Begin Quoted passage

5th AVENUE PARK SLOPE, 2024

by Kevin Walsh

RETURNING to a well-worn route in my experience, 5th Avenue. Five happens to be my favorite number for some reason, as I have spent considerable time on 5th Avenue. Not so much the fabled “Queen of Avenues,” home to St. Patrick’s Cathedral in Manhattan and the parade every March 17th and its dwindling collection of upscale emporia (as well as its classic lampposts, both Deskeys and Twins), but the more modest one in Brooklyn, the spine of the long corridor between Flatbush Avenue and the Narrows.

When I was a boy, the family shopped on the X-Y axes of 5th Avenue and 86th Street; I rode the B63 5th Avenue bus to high school and then college (when I didn’t take the subway). Did you know Pittsburgh has a lengthy 5th Avenue, and Chicago also has a prominent 5th Avenue, though no other numbered avenues? No doubt you have also had a 5th Avenue candy bar.

5th Avenue in Brooklyn is merely one of a sequence of numbered avenues in western Brooklyn that run from 1st to 28th Avenues. While some like 4th Avenue and 22nd Avenue (later Bay Parkway) were wider and more heavily trafficked, avenues such as 3rd, 5th, 8th, 13th and 18th came to have lengthy commercial sections, and so attracted transit systems: horsecars, then streetcars, elevated trains, and buses; today, only the buses remain, as well as the 4th Avenue BMT subway, opened in 1916.

I once again walked 5th Avenue in Park Slope from Flatbush Avenue. This time I got as far as 19th Street as it was my intention to turn south through Windsor Terrace (I will get to the results of that turn on another day in FNY). I was surprised to discover my most recent trip there had been in late 2000; I thought it had been earlier than that. The gentrification, or upscaling, of 5th Avenue in Park Slope continues apace. When I rode the bus every day here from 1971-1980, it was a gauntlet to be gotten around as it was still in the throes of its mid-1960s depression and was dangerous in spots. Park Slope’s revival happened from its richer sections near Prospect Park, beginning in the late 1970s, and spread west; today, it’s Gowanus Canal’s turn to become luxury.

Since today’s batch of photos came to about 100 and I have begun to avoid composing very long entries as the TLDR (too long don’t read) syndrome continues to take hold, I’ll split 2024’s 5th Avenue entry into two parts, with the next one coming the following week.

End Quoted passage
Begin Material supplied

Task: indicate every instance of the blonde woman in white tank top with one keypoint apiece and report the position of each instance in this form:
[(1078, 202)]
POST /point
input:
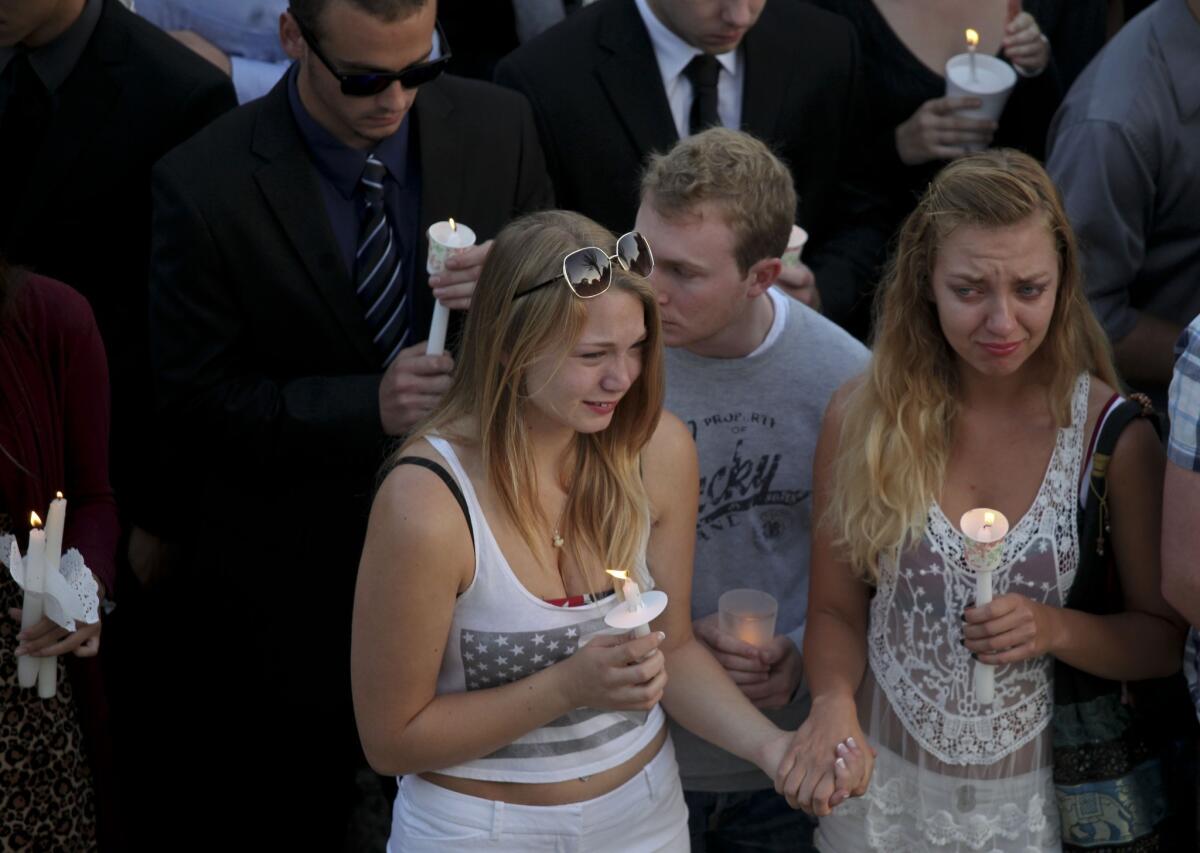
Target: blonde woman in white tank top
[(468, 679)]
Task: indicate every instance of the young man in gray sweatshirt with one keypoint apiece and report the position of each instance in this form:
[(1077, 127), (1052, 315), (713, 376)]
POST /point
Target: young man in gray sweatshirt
[(750, 371)]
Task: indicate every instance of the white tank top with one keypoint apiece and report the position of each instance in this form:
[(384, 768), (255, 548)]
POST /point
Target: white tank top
[(502, 632)]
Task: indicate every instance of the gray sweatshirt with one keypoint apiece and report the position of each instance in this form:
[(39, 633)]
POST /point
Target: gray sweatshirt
[(756, 422)]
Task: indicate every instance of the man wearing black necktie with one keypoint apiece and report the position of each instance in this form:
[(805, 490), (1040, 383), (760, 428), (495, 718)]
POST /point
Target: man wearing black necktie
[(623, 78), (289, 307)]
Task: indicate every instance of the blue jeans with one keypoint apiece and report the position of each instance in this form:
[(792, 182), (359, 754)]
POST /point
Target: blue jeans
[(747, 822)]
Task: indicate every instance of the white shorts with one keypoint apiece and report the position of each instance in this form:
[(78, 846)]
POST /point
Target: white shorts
[(645, 815)]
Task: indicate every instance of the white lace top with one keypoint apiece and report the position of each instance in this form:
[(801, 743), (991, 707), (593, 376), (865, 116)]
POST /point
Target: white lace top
[(952, 773)]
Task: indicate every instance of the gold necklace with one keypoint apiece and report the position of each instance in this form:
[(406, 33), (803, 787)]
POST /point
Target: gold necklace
[(557, 540)]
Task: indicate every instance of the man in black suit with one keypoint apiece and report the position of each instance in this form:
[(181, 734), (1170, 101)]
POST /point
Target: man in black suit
[(289, 305), (90, 97), (623, 78)]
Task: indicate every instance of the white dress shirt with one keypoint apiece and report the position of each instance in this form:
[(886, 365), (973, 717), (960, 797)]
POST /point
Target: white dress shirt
[(673, 54)]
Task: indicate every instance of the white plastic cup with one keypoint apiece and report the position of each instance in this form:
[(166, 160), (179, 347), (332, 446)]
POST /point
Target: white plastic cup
[(445, 241), (795, 246), (748, 614), (993, 83)]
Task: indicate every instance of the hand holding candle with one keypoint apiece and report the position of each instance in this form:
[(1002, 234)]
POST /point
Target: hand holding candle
[(447, 240), (748, 614), (31, 607), (55, 523), (984, 530)]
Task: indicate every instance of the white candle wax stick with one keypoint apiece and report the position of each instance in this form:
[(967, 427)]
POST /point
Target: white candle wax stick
[(445, 239), (48, 677), (437, 342), (985, 530), (33, 604), (984, 673), (55, 523), (633, 593)]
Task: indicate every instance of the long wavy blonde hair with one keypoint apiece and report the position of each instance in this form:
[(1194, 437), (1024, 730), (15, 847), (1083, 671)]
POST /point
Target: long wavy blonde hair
[(898, 422), (606, 518)]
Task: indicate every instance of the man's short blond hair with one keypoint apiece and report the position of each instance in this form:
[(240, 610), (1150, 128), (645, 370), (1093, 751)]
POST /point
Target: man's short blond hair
[(749, 185)]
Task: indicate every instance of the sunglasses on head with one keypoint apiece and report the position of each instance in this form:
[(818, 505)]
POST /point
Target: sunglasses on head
[(588, 270), (372, 83)]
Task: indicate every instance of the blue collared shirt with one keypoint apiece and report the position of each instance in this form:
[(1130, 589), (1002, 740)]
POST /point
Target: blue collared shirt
[(54, 61), (340, 169)]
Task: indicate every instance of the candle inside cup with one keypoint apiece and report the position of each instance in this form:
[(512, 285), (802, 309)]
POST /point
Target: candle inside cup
[(748, 614), (972, 43), (984, 530), (447, 239), (799, 236), (991, 82)]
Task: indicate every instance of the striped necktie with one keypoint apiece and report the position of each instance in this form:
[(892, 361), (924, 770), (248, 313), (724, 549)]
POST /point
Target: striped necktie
[(377, 269)]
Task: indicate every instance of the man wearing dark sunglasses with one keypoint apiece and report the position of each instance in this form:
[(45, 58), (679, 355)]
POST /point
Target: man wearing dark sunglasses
[(289, 307)]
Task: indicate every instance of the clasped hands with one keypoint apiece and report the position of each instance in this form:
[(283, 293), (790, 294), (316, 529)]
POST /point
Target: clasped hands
[(827, 760)]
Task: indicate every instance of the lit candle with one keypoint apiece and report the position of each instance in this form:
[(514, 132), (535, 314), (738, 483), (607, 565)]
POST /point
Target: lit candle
[(447, 239), (631, 595), (985, 530), (33, 605), (55, 522)]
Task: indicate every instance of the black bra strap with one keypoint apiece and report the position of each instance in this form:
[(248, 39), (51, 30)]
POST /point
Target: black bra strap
[(451, 484)]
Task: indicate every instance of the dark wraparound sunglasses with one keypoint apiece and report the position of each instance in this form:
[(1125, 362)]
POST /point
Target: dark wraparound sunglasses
[(588, 270), (372, 83)]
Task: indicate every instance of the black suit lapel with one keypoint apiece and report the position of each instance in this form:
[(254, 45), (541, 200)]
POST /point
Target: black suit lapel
[(766, 77), (444, 167), (288, 182), (631, 78), (85, 103)]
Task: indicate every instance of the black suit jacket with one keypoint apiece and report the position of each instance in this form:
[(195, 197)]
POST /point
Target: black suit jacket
[(598, 97), (264, 361), (133, 95)]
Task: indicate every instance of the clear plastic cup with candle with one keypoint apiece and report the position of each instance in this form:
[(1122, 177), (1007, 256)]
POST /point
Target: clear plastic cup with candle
[(748, 614)]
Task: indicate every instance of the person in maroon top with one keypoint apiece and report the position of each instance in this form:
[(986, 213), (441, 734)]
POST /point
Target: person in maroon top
[(53, 437)]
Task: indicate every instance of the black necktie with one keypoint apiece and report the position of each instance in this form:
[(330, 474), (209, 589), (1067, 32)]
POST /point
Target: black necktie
[(377, 268), (27, 114), (703, 71)]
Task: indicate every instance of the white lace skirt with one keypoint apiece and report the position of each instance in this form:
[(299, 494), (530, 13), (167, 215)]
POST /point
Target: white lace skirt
[(917, 803)]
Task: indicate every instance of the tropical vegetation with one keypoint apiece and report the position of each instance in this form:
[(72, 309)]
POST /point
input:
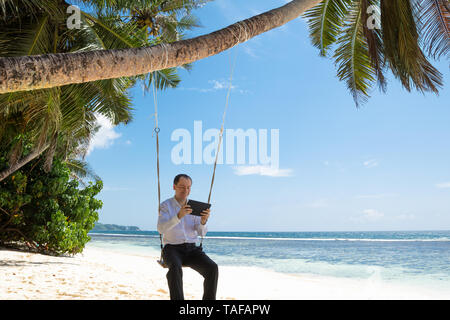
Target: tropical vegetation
[(45, 134)]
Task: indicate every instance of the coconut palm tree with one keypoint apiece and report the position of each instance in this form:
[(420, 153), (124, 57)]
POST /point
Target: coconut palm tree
[(62, 120), (362, 55)]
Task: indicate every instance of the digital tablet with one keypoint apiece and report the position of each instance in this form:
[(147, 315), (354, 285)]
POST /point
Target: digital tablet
[(197, 207)]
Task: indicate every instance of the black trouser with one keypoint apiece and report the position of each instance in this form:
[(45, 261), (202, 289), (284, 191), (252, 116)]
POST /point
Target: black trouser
[(189, 255)]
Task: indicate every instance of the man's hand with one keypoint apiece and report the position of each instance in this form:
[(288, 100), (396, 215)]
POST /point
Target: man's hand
[(186, 209), (205, 216)]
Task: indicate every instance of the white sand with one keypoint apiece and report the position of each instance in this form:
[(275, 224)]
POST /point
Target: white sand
[(104, 274)]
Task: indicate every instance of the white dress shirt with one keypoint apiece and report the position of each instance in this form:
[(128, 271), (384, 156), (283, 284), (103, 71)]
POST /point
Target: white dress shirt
[(178, 231)]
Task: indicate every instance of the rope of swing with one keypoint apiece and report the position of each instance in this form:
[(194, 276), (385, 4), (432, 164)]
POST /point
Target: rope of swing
[(156, 130)]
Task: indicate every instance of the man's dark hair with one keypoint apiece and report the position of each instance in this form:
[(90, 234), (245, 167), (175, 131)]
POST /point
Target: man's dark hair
[(179, 176)]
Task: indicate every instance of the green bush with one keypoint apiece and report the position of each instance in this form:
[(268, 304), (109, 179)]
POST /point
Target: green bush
[(47, 211)]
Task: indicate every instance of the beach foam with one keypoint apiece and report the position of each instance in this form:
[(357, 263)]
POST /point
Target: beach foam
[(100, 273)]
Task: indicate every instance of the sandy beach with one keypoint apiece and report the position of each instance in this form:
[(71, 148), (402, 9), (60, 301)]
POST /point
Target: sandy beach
[(101, 274)]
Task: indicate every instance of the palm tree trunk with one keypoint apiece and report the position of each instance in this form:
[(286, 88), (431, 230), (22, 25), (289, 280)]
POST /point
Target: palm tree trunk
[(51, 70), (19, 164)]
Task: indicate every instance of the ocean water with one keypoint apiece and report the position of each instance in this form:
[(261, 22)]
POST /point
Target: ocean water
[(415, 258)]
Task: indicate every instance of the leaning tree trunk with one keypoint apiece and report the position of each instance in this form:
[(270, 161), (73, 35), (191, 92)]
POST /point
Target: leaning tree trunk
[(51, 70)]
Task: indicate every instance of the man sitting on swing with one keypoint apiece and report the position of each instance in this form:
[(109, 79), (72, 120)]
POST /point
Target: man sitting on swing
[(180, 232)]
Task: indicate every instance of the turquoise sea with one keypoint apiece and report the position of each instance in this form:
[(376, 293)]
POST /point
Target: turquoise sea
[(415, 258)]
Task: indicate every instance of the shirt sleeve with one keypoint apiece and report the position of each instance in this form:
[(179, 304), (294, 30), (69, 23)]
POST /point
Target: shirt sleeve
[(166, 220)]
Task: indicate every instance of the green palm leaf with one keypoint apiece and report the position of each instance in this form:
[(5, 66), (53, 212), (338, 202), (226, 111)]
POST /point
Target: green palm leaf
[(353, 62), (402, 50), (325, 22), (435, 27)]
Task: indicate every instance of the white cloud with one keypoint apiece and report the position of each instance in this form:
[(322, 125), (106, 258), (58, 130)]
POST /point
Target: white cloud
[(443, 185), (375, 196), (262, 171), (370, 163), (105, 136), (216, 86), (320, 203)]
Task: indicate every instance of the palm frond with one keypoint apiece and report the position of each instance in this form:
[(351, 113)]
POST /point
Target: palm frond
[(374, 41), (325, 21), (354, 65), (402, 51), (435, 27)]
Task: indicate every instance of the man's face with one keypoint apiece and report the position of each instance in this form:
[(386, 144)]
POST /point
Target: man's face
[(182, 188)]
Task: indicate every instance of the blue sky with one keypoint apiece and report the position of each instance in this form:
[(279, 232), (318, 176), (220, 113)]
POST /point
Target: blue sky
[(384, 166)]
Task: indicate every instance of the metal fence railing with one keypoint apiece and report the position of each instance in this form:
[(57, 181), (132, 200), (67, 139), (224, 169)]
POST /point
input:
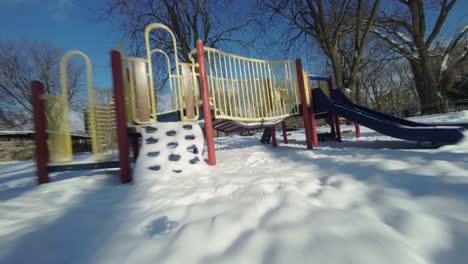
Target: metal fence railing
[(451, 106)]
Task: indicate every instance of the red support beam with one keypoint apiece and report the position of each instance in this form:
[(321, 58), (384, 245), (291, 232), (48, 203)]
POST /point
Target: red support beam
[(121, 118), (40, 135), (274, 143), (357, 129), (205, 96), (305, 110), (285, 135), (135, 146), (312, 115), (336, 119)]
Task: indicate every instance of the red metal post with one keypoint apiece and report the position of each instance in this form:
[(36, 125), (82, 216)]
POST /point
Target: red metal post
[(135, 146), (274, 143), (205, 96), (40, 135), (305, 110), (121, 118), (312, 116), (285, 135), (357, 129), (336, 119)]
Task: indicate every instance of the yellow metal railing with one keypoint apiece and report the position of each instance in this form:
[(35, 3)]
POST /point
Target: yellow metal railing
[(139, 85), (58, 126), (105, 126), (58, 112), (251, 90)]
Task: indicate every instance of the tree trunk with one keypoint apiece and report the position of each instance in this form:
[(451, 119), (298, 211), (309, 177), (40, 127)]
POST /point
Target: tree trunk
[(426, 87)]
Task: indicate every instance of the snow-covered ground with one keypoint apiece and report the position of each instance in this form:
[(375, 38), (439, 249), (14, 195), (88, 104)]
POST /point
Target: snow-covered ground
[(370, 200)]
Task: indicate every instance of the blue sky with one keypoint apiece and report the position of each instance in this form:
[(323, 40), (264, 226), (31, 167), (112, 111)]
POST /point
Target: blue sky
[(68, 24)]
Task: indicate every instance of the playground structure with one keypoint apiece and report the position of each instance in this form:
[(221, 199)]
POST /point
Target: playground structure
[(224, 91), (216, 89)]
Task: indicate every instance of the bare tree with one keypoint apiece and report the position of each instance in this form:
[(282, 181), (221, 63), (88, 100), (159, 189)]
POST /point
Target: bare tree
[(214, 22), (340, 27), (20, 63), (407, 29), (389, 85)]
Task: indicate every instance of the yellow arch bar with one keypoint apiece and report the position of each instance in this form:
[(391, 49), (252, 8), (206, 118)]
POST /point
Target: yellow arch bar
[(150, 51), (64, 93)]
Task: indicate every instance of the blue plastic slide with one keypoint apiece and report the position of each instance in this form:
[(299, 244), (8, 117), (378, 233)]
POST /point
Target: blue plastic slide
[(386, 124)]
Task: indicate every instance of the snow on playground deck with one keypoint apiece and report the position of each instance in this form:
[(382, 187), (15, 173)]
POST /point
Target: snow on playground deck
[(368, 200)]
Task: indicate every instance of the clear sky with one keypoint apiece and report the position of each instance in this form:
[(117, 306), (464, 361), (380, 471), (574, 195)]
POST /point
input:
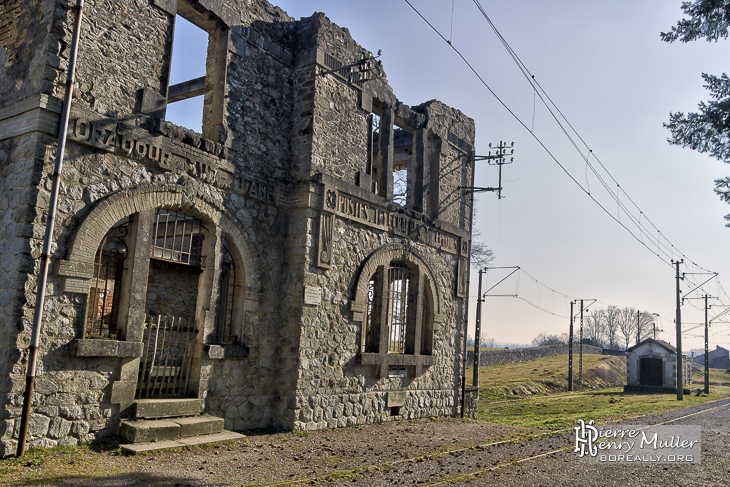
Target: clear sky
[(607, 71)]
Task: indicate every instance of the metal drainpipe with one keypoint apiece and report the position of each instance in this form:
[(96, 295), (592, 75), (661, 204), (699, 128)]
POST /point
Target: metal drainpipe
[(46, 255)]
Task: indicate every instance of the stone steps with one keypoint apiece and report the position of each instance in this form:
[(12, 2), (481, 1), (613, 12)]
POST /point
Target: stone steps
[(171, 423), (135, 448)]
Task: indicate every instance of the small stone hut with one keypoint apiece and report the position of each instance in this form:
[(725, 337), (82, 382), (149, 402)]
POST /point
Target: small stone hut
[(652, 366), (299, 263)]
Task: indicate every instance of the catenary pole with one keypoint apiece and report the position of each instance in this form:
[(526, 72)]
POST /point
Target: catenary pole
[(680, 364), (707, 351), (50, 221), (570, 350), (478, 330), (580, 348)]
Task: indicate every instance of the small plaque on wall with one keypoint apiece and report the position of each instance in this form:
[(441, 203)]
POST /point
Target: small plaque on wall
[(312, 295)]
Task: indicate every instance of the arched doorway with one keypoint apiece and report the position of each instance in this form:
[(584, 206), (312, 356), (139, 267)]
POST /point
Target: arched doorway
[(650, 371)]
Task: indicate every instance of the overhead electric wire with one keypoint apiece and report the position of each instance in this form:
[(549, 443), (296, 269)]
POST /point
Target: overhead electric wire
[(667, 253)]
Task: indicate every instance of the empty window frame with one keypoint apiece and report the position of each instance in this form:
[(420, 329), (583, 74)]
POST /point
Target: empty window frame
[(105, 293), (402, 166), (373, 149), (187, 75), (198, 70)]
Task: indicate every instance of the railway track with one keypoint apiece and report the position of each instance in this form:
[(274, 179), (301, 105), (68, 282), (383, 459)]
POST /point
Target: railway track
[(467, 464)]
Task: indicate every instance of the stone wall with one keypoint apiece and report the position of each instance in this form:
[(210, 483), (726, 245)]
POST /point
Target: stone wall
[(278, 177), (508, 356)]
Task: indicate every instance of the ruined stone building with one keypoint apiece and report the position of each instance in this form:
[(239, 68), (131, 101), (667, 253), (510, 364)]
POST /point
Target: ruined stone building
[(717, 359), (300, 263)]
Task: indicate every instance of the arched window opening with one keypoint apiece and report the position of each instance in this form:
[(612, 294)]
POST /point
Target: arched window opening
[(371, 320), (399, 286), (224, 329), (427, 318), (105, 292)]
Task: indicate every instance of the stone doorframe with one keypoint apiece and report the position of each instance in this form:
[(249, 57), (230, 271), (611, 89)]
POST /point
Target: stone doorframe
[(140, 204)]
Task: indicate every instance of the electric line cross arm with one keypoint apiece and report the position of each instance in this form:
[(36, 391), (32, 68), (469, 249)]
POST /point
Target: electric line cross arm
[(499, 158)]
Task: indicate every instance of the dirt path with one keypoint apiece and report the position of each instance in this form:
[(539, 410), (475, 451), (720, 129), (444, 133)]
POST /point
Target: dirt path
[(423, 452)]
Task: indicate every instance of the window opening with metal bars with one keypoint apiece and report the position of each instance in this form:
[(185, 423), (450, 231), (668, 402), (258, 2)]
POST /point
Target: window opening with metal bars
[(399, 278), (224, 333), (177, 238)]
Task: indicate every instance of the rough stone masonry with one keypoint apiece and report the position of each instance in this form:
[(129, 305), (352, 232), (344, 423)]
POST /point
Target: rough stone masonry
[(300, 263)]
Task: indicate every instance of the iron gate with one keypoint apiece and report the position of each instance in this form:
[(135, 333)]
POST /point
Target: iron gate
[(164, 369)]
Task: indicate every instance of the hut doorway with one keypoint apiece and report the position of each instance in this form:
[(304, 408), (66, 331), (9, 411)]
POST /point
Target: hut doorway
[(651, 372)]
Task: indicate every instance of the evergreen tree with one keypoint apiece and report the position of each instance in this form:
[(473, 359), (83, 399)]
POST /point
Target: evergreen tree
[(706, 131)]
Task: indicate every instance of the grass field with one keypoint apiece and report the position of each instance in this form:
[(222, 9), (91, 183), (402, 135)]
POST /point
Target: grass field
[(534, 394)]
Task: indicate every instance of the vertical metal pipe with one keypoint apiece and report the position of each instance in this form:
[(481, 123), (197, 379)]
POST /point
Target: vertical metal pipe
[(50, 220), (478, 331)]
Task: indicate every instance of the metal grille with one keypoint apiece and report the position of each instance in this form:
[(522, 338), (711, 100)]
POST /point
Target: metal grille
[(369, 345), (177, 238), (105, 292), (399, 277), (227, 298), (167, 359)]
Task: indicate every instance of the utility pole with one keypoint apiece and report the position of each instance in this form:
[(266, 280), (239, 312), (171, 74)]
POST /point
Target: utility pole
[(570, 350), (497, 159), (478, 330), (680, 362), (580, 347), (707, 354)]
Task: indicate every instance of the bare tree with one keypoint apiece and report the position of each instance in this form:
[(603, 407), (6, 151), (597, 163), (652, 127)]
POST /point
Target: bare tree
[(612, 318), (646, 325), (595, 327), (544, 339), (481, 254), (627, 324)]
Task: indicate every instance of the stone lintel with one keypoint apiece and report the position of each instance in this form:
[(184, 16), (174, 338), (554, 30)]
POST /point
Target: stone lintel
[(221, 352), (389, 359), (108, 348), (71, 268), (395, 399), (123, 392)]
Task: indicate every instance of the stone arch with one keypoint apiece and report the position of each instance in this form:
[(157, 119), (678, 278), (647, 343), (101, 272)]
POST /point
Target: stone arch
[(383, 256), (106, 213)]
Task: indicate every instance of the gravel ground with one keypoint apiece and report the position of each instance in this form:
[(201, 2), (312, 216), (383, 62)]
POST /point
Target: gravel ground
[(414, 453)]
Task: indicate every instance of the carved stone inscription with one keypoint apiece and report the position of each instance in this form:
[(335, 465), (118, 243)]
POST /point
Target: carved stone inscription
[(112, 136), (397, 223)]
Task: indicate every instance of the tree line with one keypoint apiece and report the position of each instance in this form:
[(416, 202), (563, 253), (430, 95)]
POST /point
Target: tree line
[(610, 327)]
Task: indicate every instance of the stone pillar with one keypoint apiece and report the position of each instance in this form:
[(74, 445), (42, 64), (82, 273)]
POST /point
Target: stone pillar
[(431, 195), (133, 304), (205, 309), (385, 142), (421, 171)]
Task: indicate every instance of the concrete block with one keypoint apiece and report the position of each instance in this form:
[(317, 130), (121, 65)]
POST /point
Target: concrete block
[(199, 425), (140, 431), (166, 408)]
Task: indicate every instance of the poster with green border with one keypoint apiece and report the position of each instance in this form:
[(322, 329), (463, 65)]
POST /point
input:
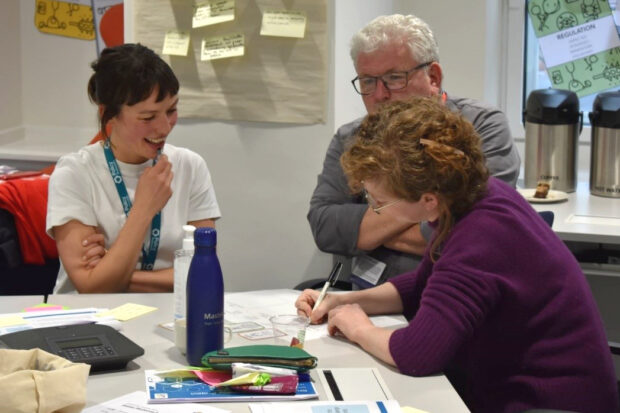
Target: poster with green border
[(579, 42)]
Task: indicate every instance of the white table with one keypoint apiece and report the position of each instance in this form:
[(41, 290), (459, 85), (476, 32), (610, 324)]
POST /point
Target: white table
[(432, 394), (585, 217)]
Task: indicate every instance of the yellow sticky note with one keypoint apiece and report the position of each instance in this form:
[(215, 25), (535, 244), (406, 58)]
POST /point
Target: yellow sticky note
[(221, 47), (127, 311), (283, 23), (213, 12), (407, 409), (9, 321), (176, 43)]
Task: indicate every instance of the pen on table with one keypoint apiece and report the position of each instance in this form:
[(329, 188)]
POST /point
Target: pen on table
[(331, 280)]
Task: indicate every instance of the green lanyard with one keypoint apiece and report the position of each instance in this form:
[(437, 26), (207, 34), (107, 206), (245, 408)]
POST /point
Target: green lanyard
[(148, 255)]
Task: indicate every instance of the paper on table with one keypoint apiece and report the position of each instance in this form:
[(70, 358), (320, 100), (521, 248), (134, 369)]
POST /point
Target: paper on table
[(354, 383), (365, 406), (11, 320), (128, 311), (39, 319), (174, 389), (409, 409), (258, 306), (136, 403), (283, 23)]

End Material supplied

Jobs »
[A] According to the 5th Avenue piece, why is the 2024 5th Avenue entry split into two parts? Answer in one to three sentences.
[B] For each statement, say whether it agrees with the 5th Avenue piece. Answer yes or no, and quote the deciding words.
(i) The writer's most recent previous trip along this stretch had been in late 2000.
(ii) Chicago has several numbered avenues besides 5th Avenue.
(iii) The writer took the B63 bus to high school and college.
[C] Copy everything in the 5th Avenue piece from "5th AVENUE PARK" down to "and the Narrows.".
The entries have no connection to the 5th Avenue piece.

Answers for this exercise »
[A] The photos from the walk came to about 100. The writer has also begun to avoid composing very long entries because the "too long don't read" syndrome continues to take hold, so the material is divided into two parts, with the second coming the following week.

[B]
(i) Yes: "I was surprised to discover my most recent trip there had been in late 2000"
(ii) No: "Chicago also has a prominent 5th Avenue, though no other numbered avenues"
(iii) Yes: "I rode the B63 5th Avenue bus to high school and then college"

[C]
5th AVENUE PARK SLOPE, 2024

by Kevin Walsh

RETURNING to a well-worn route in my experience, 5th Avenue. Five happens to be my favorite number for some reason, as I have spent considerable time on 5th Avenue. Not so much the fabled “Queen of Avenues,” home to St. Patrick’s Cathedral in Manhattan and the parade every March 17th and its dwindling collection of upscale emporia (as well as its classic lampposts, both Deskeys and Twins), but the more modest one in Brooklyn, the spine of the long corridor between Flatbush Avenue and the Narrows.